* _Exercise_
Please answer from the news report on the Armagh man deported from the US: how long was his jail sentence?

* _Selected excerpt_
US deport Armagh man who claimed he was terrorist

An Armagh man who claimed he was a terrorist on board a transatlantic flight will be deported from America, US authorities said today.

Aiden Mackle, 44, of Portadown, Co Armagh, was sentenced to 116 days in jail, time he has already served, for disrupting a flight from Atlanta, Georgia, to Dublin in the early hours of March 1.

Mackle told flight attendants he was a terrorist who knew Osama bin Laden and assaulted a Delta Air Lines employee who tried to calm him down after he was caught smoking in the toilet.

The US district court in Bangor, Maine, heard he was a recovering alcoholic with a mental health disorder who pleaded guilty in April to interfering with a flight crew and assaulting a member of a flight crew.

Sentencing Mackle yesterday, judge John Woodcock told him: “By invoking the name of the most notorious terrorist this country has ever seen, you could not have been more provocative,” the Bangor Daily News reported.

In court, Mackle sat directly in front of a portrait of former US special envoy to Northern Ireland George J Mitchell, who played a key role in negotiations which led to the Good Friday agreement.

Judge Woodcock said he found it “highly ironic” that a citizen of Northern Ireland would appear in the federal courtroom where Mr Mitchell once presided as a judge.

“More than any other American, he represents peace in Northern Ireland,” judge Woodcock said.

Mackle told the judge: “I completely and totally apologise to the people on this flight.

“This is something they should not have had to put up with, but the people who have suffered most are my parents and sister. My life has changed for the better (because of my arrest).”

The court heard Mackle, who was on his way home after visiting family and friends in California, was not taking his medication and was drinking heavily when he left Atlanta for Dublin at about 9.10pm on February 29.

After drinking four small bottles of wine he became unruly and had to be pinned down by the crew on board.

The judge said that the airline bore some responsibility for the incident for continuing to serve Mackle alcohol when he apparently was clearly intoxicated.

However, he added that he would not blame the victim and that Mackle was responsible for his actions.

* _Provided information_

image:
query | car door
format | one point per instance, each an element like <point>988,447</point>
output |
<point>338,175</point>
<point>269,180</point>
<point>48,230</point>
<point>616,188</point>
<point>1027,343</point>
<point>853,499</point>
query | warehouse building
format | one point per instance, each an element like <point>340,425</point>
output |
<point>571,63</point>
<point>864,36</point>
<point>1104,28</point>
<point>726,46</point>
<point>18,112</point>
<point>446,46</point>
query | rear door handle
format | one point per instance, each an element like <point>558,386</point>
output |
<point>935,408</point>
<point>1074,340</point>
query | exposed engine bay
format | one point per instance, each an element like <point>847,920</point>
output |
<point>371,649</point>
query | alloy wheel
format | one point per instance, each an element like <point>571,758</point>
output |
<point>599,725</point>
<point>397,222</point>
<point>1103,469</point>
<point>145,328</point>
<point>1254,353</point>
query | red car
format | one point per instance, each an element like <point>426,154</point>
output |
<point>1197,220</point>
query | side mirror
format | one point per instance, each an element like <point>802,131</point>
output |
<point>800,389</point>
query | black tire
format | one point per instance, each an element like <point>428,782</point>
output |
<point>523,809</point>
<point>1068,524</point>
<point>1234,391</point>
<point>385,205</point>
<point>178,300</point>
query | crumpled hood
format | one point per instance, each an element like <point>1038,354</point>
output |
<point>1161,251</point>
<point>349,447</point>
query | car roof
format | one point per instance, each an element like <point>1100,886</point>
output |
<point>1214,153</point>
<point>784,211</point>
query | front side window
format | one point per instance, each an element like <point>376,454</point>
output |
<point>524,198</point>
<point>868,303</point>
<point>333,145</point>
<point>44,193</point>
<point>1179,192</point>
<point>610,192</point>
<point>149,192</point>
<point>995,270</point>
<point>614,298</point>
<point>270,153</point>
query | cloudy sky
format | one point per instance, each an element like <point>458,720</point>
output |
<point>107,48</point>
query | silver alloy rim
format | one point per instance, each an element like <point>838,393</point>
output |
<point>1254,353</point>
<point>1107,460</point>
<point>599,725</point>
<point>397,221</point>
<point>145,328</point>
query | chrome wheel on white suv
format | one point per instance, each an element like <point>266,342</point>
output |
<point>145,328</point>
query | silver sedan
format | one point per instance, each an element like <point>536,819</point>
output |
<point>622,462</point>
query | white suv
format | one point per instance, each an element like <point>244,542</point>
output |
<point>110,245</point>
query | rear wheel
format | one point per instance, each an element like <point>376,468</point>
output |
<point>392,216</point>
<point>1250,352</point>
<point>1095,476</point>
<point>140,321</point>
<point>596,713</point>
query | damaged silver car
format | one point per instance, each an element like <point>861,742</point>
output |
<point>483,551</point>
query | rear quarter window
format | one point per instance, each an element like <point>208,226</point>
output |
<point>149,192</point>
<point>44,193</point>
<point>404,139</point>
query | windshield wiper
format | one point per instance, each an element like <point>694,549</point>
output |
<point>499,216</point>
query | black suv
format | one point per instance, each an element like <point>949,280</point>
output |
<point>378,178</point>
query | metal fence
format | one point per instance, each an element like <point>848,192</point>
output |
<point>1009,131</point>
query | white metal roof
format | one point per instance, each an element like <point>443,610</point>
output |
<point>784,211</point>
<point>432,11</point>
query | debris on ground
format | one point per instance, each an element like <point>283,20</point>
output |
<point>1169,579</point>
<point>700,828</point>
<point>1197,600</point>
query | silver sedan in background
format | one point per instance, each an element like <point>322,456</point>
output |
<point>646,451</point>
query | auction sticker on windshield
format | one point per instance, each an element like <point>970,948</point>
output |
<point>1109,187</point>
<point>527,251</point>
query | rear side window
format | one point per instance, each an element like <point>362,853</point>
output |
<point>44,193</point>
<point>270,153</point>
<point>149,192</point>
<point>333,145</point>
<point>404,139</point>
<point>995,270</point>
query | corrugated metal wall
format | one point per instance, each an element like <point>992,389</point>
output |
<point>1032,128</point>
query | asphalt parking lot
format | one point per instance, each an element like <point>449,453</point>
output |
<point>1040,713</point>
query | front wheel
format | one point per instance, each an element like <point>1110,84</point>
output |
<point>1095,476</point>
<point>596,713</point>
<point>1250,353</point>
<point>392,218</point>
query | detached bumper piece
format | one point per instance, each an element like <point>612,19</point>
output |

* _Answer box_
116 days, time he had already served.